Przytoczony fragment:
==================================================
Ucho Igielne – Wiesław Myśliwski
Każdy wiek rządzi się swoimi prawami. Inne priorytety i pragnienia ma młoda osoba, a inne staruszek, będący u schyłku swojego życia. Gdy człowiek jest bardzo młody, starość zazwyczaj go mierzi, nie myśli o niej, ucieka od tematu starzenia się. W ostatnim etapie egzystencji coraz więcej się wspomina, rozpamiętuje oraz podsumowuje dotychczasowe osiągnięcia, przyjaźnie, społeczne role i młodzieńczą naiwność. „Ucho Igielne” Wiesława Myśliwskiego traktuje o przemijaniu, o pamięci oraz o różnicach między pokoleniami.
W Uchu Igielnym młody mężczyzna spotyka starego, który schodząc schodek po schodku do zazielenionej doliny, opowiada mu swoje życie. W pewnym momencie starzec potyka się, upada i ginie na miejscu. Nie ma świadków samego zdarzenia, tłum zaczyna gromadzić się tuż po wypadku. Padają podejrzenia, a na młodzieńcu ciąży zarzut zabójstwa.
Mimo tak drastycznego wstępu do powieści, który zaczyna się śledztwem, Wiesław Myśliwski nie stworzył kryminału. Podobnie, jak w przypadku „Traktatu o łuskaniu fasoli” jest to książka o życiu. O tym, że młodość przeplata się ze starością, o tym, że niezbadane są ludzkie losy. Jest w tej opowieści spora dawka mądrości, szczypta historii Polski, piękne, wyważone zdania, które mogłyby się nadawać na cytaty, ale jest też bałagan, chaos oraz nieuporządkowanie.
„Głos nasz po przejściowym okresie dzieciństwa dopiero po mutacji ujawnia się jako przejściowy głos. Podobnie i życie każdego człowieka przechodzi taką mutację, czyli kiedy coś zrozumiemy, kiedy coś zaczniemy czuć, kiedy odkryjemy, że nasz los nie jest tylko w naszych rękach. Co prawda, mimo naszych zabiegów, starań, nawet walki, nie wiemy, jaki jest sens naszego życia, chociaż ciągle o to pytamy. Odpowiedzi jednak udziela nam dopiero śmierć”*.
==================================================
Przekazany wykaz:
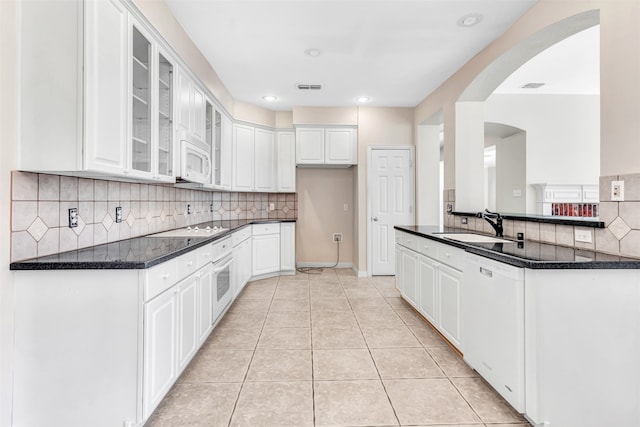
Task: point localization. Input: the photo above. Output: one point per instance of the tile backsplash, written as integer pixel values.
(621, 235)
(41, 203)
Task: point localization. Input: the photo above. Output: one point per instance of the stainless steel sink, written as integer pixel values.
(474, 238)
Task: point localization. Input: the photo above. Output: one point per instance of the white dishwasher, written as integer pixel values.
(492, 325)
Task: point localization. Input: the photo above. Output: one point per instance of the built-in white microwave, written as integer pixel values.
(195, 162)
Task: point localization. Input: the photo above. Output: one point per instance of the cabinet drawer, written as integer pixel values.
(451, 256)
(241, 235)
(187, 264)
(411, 241)
(399, 235)
(160, 278)
(261, 229)
(206, 254)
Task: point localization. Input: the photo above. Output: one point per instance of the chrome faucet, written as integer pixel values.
(488, 216)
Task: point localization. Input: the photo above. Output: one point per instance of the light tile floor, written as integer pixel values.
(328, 350)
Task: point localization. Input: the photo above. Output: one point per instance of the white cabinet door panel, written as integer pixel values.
(286, 162)
(160, 348)
(264, 163)
(106, 83)
(266, 254)
(243, 137)
(449, 281)
(287, 246)
(187, 321)
(428, 288)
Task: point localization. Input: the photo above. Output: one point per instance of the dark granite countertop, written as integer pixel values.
(560, 220)
(135, 253)
(527, 253)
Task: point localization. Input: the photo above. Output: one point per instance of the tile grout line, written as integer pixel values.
(246, 374)
(395, 414)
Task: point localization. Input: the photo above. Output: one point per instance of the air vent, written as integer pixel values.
(532, 85)
(302, 86)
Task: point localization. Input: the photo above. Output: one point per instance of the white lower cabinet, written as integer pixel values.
(409, 267)
(205, 303)
(449, 282)
(266, 248)
(428, 298)
(429, 277)
(125, 336)
(288, 246)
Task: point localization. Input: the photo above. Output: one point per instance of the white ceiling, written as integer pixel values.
(394, 51)
(571, 66)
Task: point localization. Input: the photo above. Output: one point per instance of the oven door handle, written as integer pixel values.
(225, 265)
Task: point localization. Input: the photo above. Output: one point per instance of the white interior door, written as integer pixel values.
(391, 203)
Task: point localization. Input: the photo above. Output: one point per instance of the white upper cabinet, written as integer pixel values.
(264, 175)
(327, 146)
(106, 86)
(286, 165)
(198, 117)
(184, 100)
(150, 108)
(191, 107)
(243, 140)
(254, 159)
(73, 102)
(226, 164)
(106, 109)
(340, 146)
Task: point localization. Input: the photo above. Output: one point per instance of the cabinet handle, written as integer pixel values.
(486, 272)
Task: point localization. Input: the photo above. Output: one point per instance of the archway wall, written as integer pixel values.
(547, 22)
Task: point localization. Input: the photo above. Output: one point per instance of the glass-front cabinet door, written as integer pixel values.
(141, 103)
(217, 151)
(152, 134)
(165, 116)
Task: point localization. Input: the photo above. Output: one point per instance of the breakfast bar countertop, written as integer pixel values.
(527, 253)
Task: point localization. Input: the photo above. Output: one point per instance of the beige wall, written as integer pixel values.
(254, 114)
(619, 85)
(322, 194)
(376, 126)
(8, 161)
(325, 116)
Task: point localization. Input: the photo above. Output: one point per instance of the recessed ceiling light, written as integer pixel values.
(313, 52)
(470, 20)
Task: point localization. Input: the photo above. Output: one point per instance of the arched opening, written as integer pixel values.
(561, 123)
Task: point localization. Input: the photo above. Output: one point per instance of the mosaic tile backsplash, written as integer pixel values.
(621, 235)
(41, 203)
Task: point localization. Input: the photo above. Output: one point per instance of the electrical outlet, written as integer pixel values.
(583, 235)
(73, 217)
(617, 191)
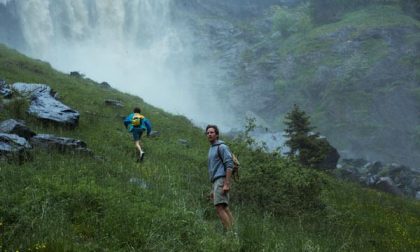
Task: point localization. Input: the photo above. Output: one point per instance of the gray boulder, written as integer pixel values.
(62, 144)
(114, 103)
(45, 106)
(17, 127)
(13, 147)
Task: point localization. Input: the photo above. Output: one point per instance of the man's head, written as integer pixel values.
(212, 133)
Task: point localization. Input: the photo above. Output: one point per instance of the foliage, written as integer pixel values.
(307, 146)
(279, 186)
(325, 11)
(289, 21)
(274, 184)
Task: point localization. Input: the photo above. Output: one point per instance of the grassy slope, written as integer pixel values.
(62, 202)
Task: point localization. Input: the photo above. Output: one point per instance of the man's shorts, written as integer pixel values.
(137, 132)
(219, 196)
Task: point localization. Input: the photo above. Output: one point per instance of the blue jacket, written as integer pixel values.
(146, 124)
(216, 166)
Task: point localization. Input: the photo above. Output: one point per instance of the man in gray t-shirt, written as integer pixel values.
(220, 166)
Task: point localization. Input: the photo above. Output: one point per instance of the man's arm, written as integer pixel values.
(226, 184)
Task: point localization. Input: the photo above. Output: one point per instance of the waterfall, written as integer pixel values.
(132, 44)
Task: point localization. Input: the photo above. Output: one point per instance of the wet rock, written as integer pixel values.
(17, 127)
(114, 103)
(105, 84)
(45, 107)
(62, 144)
(13, 147)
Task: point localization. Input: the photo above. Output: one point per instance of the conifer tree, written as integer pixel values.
(303, 143)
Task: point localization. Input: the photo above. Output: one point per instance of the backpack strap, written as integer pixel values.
(220, 157)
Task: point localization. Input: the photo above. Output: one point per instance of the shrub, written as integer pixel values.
(289, 21)
(279, 186)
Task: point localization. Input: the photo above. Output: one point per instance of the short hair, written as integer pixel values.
(216, 129)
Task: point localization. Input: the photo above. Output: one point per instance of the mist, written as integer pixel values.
(133, 45)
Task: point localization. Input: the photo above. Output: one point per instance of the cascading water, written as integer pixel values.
(132, 44)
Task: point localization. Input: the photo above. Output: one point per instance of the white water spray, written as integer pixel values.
(132, 44)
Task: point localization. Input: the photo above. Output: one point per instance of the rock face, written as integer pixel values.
(45, 106)
(13, 147)
(114, 103)
(19, 128)
(63, 144)
(391, 178)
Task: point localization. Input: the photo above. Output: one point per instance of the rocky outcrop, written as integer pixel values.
(45, 106)
(62, 144)
(13, 147)
(391, 178)
(16, 139)
(114, 103)
(17, 127)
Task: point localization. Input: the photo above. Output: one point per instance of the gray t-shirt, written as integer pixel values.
(216, 166)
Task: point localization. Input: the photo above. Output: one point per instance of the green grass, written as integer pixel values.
(65, 202)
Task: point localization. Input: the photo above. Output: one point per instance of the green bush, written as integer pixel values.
(279, 186)
(326, 11)
(289, 21)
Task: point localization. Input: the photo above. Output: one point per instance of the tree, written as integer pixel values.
(310, 149)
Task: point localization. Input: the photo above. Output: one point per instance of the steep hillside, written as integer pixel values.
(108, 202)
(355, 72)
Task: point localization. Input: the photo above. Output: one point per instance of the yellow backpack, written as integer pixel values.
(137, 119)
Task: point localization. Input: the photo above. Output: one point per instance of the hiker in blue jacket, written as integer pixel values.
(220, 167)
(136, 123)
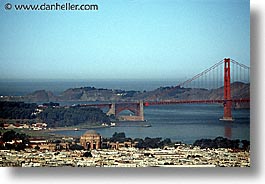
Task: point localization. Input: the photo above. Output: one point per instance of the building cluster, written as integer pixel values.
(182, 156)
(33, 126)
(119, 154)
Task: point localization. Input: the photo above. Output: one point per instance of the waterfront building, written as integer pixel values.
(91, 140)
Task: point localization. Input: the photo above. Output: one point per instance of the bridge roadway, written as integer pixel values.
(168, 102)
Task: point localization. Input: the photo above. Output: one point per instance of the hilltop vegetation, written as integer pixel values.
(54, 116)
(238, 90)
(59, 117)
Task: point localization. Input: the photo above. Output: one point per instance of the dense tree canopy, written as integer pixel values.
(55, 117)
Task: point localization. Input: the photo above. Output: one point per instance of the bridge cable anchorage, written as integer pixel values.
(202, 74)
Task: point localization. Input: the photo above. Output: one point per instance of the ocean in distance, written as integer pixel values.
(181, 122)
(24, 87)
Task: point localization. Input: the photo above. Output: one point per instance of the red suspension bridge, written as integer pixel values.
(220, 80)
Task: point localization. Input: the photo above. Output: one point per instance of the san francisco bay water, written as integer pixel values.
(182, 122)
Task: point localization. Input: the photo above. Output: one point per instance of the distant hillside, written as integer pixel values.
(238, 90)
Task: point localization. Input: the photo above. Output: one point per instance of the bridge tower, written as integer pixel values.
(227, 92)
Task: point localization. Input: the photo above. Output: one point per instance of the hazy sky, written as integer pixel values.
(133, 39)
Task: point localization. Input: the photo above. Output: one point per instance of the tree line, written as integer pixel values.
(58, 117)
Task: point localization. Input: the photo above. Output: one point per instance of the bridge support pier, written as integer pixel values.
(227, 92)
(136, 108)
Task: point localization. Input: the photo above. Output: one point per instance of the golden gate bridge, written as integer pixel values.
(220, 75)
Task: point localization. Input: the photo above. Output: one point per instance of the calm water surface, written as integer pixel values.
(182, 122)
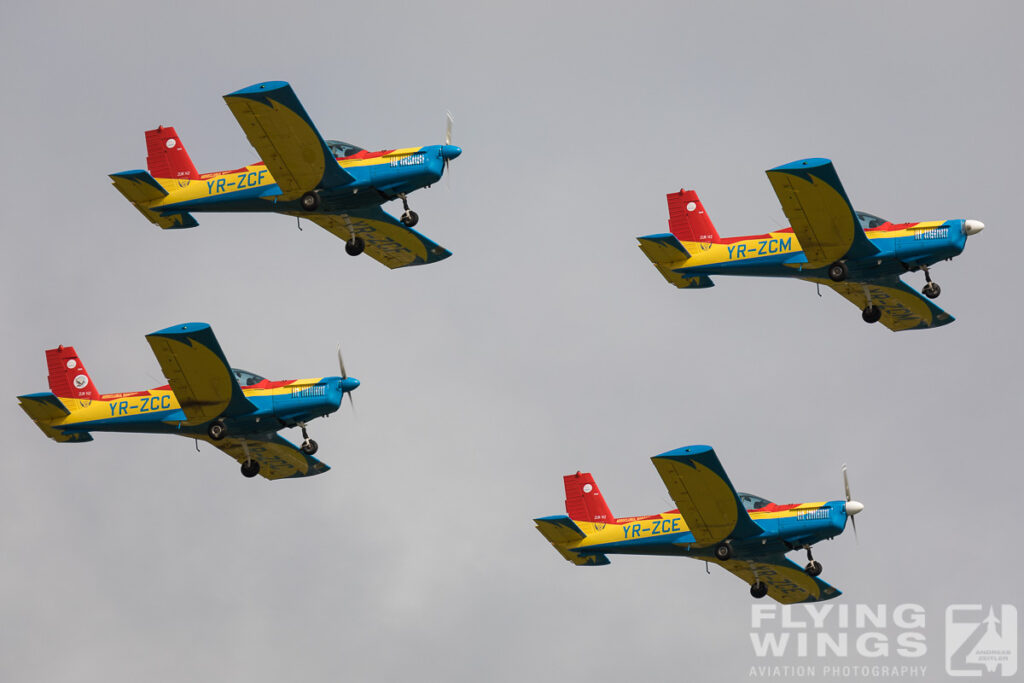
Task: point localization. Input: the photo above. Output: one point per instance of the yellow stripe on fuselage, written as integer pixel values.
(156, 400)
(777, 244)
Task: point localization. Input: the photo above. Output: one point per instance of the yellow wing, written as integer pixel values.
(786, 583)
(902, 307)
(278, 458)
(819, 211)
(286, 138)
(704, 495)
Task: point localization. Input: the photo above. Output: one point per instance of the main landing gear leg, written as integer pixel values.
(931, 290)
(308, 446)
(410, 217)
(813, 567)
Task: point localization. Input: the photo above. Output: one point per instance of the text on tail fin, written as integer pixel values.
(166, 156)
(687, 219)
(584, 501)
(68, 377)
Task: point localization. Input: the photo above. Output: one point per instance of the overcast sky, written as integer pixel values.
(545, 345)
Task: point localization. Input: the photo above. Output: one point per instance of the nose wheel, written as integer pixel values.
(871, 313)
(354, 246)
(409, 217)
(308, 446)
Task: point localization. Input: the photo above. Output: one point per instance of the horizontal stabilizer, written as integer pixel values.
(669, 255)
(562, 532)
(141, 189)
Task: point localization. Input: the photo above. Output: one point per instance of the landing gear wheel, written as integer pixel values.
(217, 430)
(410, 218)
(354, 246)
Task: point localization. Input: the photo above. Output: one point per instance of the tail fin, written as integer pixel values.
(167, 157)
(687, 219)
(584, 501)
(68, 377)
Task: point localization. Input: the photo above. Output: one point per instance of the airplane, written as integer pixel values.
(858, 255)
(741, 532)
(337, 185)
(205, 398)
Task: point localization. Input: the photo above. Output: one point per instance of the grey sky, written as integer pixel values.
(546, 344)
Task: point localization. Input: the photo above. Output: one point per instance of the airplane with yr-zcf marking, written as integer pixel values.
(743, 534)
(205, 398)
(858, 255)
(335, 184)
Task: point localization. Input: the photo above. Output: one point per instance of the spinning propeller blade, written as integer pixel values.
(344, 376)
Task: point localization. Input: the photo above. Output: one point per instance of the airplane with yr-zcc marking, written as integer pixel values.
(858, 255)
(205, 398)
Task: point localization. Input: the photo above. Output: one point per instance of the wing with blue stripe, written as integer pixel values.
(286, 138)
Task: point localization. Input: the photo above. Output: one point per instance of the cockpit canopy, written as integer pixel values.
(339, 148)
(868, 220)
(246, 378)
(752, 502)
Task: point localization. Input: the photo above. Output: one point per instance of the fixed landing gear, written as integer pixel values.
(308, 446)
(309, 202)
(217, 430)
(838, 271)
(931, 290)
(409, 217)
(813, 567)
(354, 246)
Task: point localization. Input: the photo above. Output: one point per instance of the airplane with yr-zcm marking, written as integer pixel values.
(858, 255)
(744, 535)
(205, 398)
(335, 184)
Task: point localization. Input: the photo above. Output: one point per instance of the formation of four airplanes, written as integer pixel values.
(341, 187)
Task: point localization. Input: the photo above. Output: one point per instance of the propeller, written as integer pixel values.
(449, 151)
(852, 507)
(347, 384)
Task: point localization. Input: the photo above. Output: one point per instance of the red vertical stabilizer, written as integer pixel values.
(687, 219)
(167, 157)
(584, 501)
(68, 377)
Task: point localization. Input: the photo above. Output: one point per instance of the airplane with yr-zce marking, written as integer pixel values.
(205, 398)
(858, 255)
(743, 534)
(335, 184)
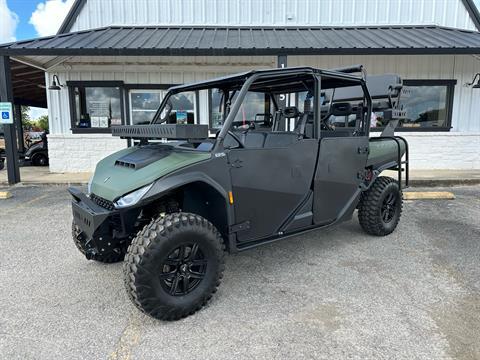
==================================================
Polecenia do ćwiczenia:
A - Na kim, według omówienia powieści „Ucho Igielne”, ciąży zarzut zabójstwa po śmierci starca?
B - Proszę napisać dalszy ciąg omówienia powieści „Ucho Igielne”, rozpoczynając od miejsca po ostatnim zdaniu przytoczonego fragmentu.

Wyniki ćwiczenia:
A - Zarzut zabójstwa ciąży na młodym mężczyźnie, któremu starzec opowiadał swoje życie.

B -
Wiesław Myśliwski starał się zachować kunszt i styl, którym operował wcześniej i po części mu się to udało, jednak tym razem przedawkował przejścia między wydarzeniami. Nie były one już tak łagodne, wysmakowane i gładkie. Pisarz zbyt szybko skakał z tematu na temat, powodując dezorientację. O ile historie opisane w „Traktacie o łuskaniu fasoli” porównałabym do matrioszki, która po otwarciu kryje kolejną opowieść, a w niej następną i następną… gdzie wszystko zamyka się w spójnej, zgranej całości; o tyle „Ucho Igielne” przypomina trochę puszkę z cukierkami o różnych, dziwacznych smakach. Raz czytelnik bowiem dostaje słodki smak miłości, by później zaznać goryczy rozczarowania, następnie próbuje domowego smaku pieczonego przez mamę ciasta, by zaraz potem skosztować cukierka o smaku… kapusty. A jak mówi pewne porzekadło: „Co za dużo, to nie zdrowo”, zwłaszcza gdy ten miszmasz poda się zbyt szybko. Ten przesyt w „Uchu Igielnym” niestety wyraźnie poczułam.
Mamy tu dosłownie wszystko: jakiś sklep z mowami pogrzebowymi, wróżbę cyganki, śmierć starca, studenckie czasy wynajmu mieszkania, staruszkę z Alzheimerem, historię miłości, domowe opowieści, gości przesyłających trudno dostępne po wojnie produkty… Każdy z tych wątków jest jedynie muśnięty, pobieżnie dotknięty niczym ulotna myśl. I gdy czytelnik tylko wciągnie się w daną opowieść, zaraz jest ona ucinana i przechodzi w inną. Dzieje się to zbyt szybko niczym w pogmatwanym opowiadaniu z ograniczoną liczbą znaków.
Czym jest tytułowe Ucho Igielne? To charakterystyczne miejsce w Sandomierzu, jedyna zachowana furta, spośród dwóch niegdyś istniejących w systemie murów obronnych. Kiedyś przez tę furtę komunikowali się z sobą bracia zakonni z dwóch klasztorów dominikańskich. Jeden z zakonów był bowiem położony poza murami miasta, a drugi wewnątrz murów obronnych. W najnowszej książce Wiesława Myśliwskiego Ucho Igielne jest symbolem komunikacji między młodym i starym człowiekiem.
To nie jest zła powieść, a nawet powiedziałabym, że jest ona całkiem udana, może trochę przekombinowana i niestety nie wybitna, a tego po twórczości Wiesława Myśliwskiego oczekiwałam. Tym razem się rozczarowałam.
* Myśliwski W., Ucho Igielne, Znak, Kraków 2018, s. 245.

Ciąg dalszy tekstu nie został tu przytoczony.